*REQUIRED TASK:*
In the copy, include every entry exactly but none of the pictures.

[Stored items]
+++++

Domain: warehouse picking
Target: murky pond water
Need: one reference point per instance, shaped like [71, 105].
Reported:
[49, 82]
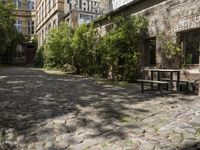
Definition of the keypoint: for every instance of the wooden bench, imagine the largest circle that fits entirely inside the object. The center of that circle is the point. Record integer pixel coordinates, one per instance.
(160, 84)
(186, 82)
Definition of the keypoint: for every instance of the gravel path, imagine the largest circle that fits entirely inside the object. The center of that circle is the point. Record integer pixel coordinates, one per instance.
(42, 111)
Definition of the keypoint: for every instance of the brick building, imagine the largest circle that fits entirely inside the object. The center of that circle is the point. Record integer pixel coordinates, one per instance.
(49, 13)
(82, 11)
(25, 23)
(178, 19)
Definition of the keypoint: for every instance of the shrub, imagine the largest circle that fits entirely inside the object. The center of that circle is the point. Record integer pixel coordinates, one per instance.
(58, 50)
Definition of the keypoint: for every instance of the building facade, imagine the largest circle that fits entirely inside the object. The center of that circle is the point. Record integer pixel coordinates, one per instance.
(25, 23)
(49, 13)
(78, 12)
(178, 19)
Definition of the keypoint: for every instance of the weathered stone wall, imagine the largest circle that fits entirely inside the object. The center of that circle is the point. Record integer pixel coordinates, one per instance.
(171, 17)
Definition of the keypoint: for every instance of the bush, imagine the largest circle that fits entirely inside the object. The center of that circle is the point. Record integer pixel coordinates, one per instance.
(116, 54)
(58, 50)
(39, 58)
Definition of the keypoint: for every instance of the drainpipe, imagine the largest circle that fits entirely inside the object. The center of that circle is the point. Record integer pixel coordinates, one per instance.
(199, 56)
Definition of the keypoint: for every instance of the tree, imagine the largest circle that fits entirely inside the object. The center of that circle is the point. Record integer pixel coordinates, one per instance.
(120, 47)
(9, 37)
(58, 50)
(84, 45)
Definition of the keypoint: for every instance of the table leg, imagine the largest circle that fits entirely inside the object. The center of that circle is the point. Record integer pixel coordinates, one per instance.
(171, 81)
(158, 78)
(151, 79)
(178, 81)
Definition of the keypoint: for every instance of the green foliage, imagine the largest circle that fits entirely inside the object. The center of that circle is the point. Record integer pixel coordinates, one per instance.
(170, 50)
(116, 54)
(9, 37)
(84, 45)
(120, 47)
(57, 49)
(39, 58)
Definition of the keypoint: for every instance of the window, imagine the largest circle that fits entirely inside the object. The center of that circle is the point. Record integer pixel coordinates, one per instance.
(18, 25)
(150, 51)
(191, 45)
(49, 5)
(42, 10)
(30, 5)
(30, 27)
(18, 4)
(54, 23)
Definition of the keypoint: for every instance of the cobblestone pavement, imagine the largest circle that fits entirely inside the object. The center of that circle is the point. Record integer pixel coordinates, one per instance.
(40, 111)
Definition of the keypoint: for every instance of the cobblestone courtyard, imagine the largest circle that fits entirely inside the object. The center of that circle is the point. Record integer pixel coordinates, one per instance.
(42, 111)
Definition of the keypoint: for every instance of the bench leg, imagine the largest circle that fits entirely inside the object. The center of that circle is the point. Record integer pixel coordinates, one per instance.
(160, 88)
(142, 87)
(167, 86)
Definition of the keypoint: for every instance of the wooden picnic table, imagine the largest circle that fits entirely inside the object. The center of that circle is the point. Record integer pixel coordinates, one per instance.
(171, 71)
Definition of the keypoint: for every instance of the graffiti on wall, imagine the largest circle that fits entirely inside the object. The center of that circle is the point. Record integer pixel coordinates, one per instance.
(118, 3)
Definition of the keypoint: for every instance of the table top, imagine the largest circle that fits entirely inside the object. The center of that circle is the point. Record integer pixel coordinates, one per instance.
(164, 70)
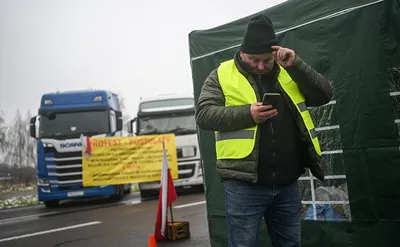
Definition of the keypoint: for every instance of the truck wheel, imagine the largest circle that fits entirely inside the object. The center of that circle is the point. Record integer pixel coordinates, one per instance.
(52, 203)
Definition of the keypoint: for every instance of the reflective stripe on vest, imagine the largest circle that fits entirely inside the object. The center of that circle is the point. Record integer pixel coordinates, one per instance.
(238, 91)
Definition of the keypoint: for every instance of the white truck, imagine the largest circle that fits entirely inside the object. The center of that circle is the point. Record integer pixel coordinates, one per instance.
(171, 113)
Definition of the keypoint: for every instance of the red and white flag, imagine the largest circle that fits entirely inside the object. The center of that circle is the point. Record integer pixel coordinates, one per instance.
(166, 197)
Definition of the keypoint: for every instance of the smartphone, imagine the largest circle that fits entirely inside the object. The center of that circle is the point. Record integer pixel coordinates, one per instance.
(273, 99)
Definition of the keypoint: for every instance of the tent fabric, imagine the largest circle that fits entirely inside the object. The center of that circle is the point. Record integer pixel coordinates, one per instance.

+++++

*OUTPUT OF THE TASK:*
Domain: warehouse picking
Target: murky pond water
Need: one reference point per instance, shaped like [71, 105].
Reported:
[49, 82]
Definition of the keypoint: for every instance of the wooden bench, imagine the largest circle that fits entirely inside the object. The center of that circle is the point. Record integer pixel coordinates, one per instance.
(160, 84)
(186, 82)
Definition of the keypoint: for every instance of the gravel path, imagine the largest circle that fits entirely inside the object. The center of that circle is the point. Record integer pixel coordinates, one per instance.
(42, 111)
Definition of the keypoint: for every instance of the brick building, imagine the largest circle that fits entirely inside the object. The center of that circle is the point. Record integer pixel coordinates, one per instance.
(49, 13)
(82, 11)
(25, 23)
(178, 19)
Definition of the keypoint: for every instance of the shrub, imagine the largest circle that fits entirely inside the object. The center of that circle is the point. Record integer pixel coordinates, one per instance.
(58, 50)
Definition of the keypoint: for every instance of the building facade, imagine the largest circle that fits entirely inside the object. The center of that circle is the point. Record integer pixel coordinates, one per instance.
(25, 23)
(49, 13)
(78, 12)
(178, 19)
Definition of the keypoint: for every instance of the weathered stone wall, imagine the largest circle that fits entirely inside the object. The center of that circle is the point. Record integer pixel coordinates, one per instance.
(171, 17)
Definition of the keypoint: for every instance of the bush, imagine the largest circle that fits entirely inside the object. The center of that circle is the point. Record integer pixel coordinates, one per instance.
(116, 54)
(58, 50)
(39, 58)
Definition of the keypoint: for every instance of the drainpipe, imagine the largest circle that fits entirely inside the object. The center of that circle is the point. Record integer pixel coordinates, one per instance.
(199, 56)
Definition of the keypoint: for every instance of the tree, imagine the largest circle that fits entirely inside the object. The center of that circle is the point. Record integer pixel coordinates, one per instance.
(120, 47)
(9, 37)
(58, 50)
(84, 45)
Definition of the keypoint: for every instance of the table leg, imagine the largest circle that fits entirely inside the object. The center of that circle is the point. Record integer pixel coordinates, one per instance.
(171, 81)
(158, 78)
(151, 79)
(178, 81)
Definition of the keypoint: for every instance of the green foliage, imagine the largest circle that fits entirely inside the object. The center of that circle is the point. Record integer pixel coordinates, one per instance.
(170, 50)
(116, 54)
(9, 37)
(84, 45)
(120, 47)
(57, 49)
(39, 58)
Definition of the keypoint: for every instance of the window, imagine the largest circle that fits entirely inside the object. The center of that circle is the point. Record integer pixel coordinates, one per instance.
(18, 25)
(150, 51)
(191, 45)
(49, 5)
(42, 10)
(30, 5)
(30, 27)
(18, 4)
(54, 23)
Definition of the keypoint: for every instance of the cobblestone pavement, imagine the largest circle that fits entirely inside the object. The center of that circle is the point. Record integer pixel coordinates, one per instance.
(40, 111)
Definition of the keypoint: for every instance of the cobblestone courtyard, imagine the largest circle that fits entirely inside the object. The center of that circle is the point. Record integer pixel coordinates, one per instance.
(42, 111)
Definition of the keypoint: for every instance of the bench leg, imagine the largest circle that fits entirely inside the object. The center of that circle is the point. Record integer pixel coordinates, one per instance.
(160, 88)
(142, 87)
(167, 86)
Definition of the keypoint: for every instance of the wooden picnic table, imagine the largest circle that fits entirely inside the object. The center of that circle is the point. Record integer pixel coordinates, one per instance.
(171, 71)
Definition of the keypoint: for every instance of the graffiti on wall, imagine the largest circle that fits entirely inside the object. The center of that circle is the point. Record integer pixel coordinates, one per instance.
(118, 3)
Definition of the keypoint: for every instance of the table top, imagine the largest circle that fits entirely inside the object. The center of that circle is the point. Record integer pixel coordinates, one per instance.
(164, 70)
Definition of the keypoint: for every instance of the truck wheel, imagine the largest circle that fits entirely inside the object. The center of that circle is the point. Record integer pixel coordinates, one per instance.
(52, 203)
Definition of the keypoint: for every instance of the reflective stripe on vest, imagine the largest circle that fits entirely inside the object. The center of that circle is the point. Record integer pixel coordinates, one per instance.
(238, 91)
Definition of the keypoint: for every instance of the white truck, imagine the largest circle that fits entirely inside the object. The center of that circle is the point. Record integer pixel coordinates, one per instance.
(171, 113)
Definition of the keypoint: for every instance of the red and white flag, imagine the largest circle that fits entirely inside the object. The center of that circle is the point. Record integer pixel coordinates, one per instance.
(166, 197)
Definition of the keypoint: for every instance of the smartphone, imagine the largest circle that fits entirely inside the object. The center of that circle is the point. Record integer pixel coordinates, one per instance.
(273, 99)
Definition of the keypoint: for every instance of the tent fabric, imagine the largest circle that fits entirely inside the object. The center of that circle is the point. Record integer pixel coordinates, one per instance.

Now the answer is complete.